== Data for this exercise

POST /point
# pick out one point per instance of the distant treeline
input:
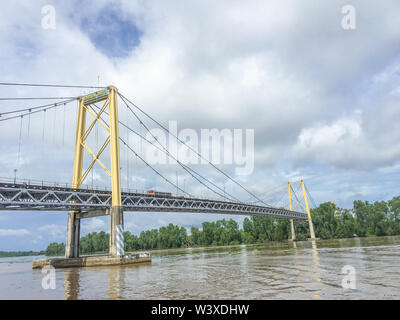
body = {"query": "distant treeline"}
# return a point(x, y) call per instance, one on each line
point(365, 219)
point(6, 254)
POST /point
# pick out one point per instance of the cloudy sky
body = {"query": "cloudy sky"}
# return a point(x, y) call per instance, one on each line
point(322, 100)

====

Stated task: Write out every line of the records again, requests included, raising each x and y coordinate in the answers by 47. Leave the pictures out.

Response to this task:
POST /point
# pick out one point per instance of the distant treeline
input:
body = {"query": "distant treeline"}
# return a point(x, y) call per instance, one on each line
point(412, 266)
point(53, 301)
POST /point
# pick out one point per instance of the cloudy sky
body = {"query": "cloudy sky"}
# return a point(x, y) call per instance, one on each line
point(369, 147)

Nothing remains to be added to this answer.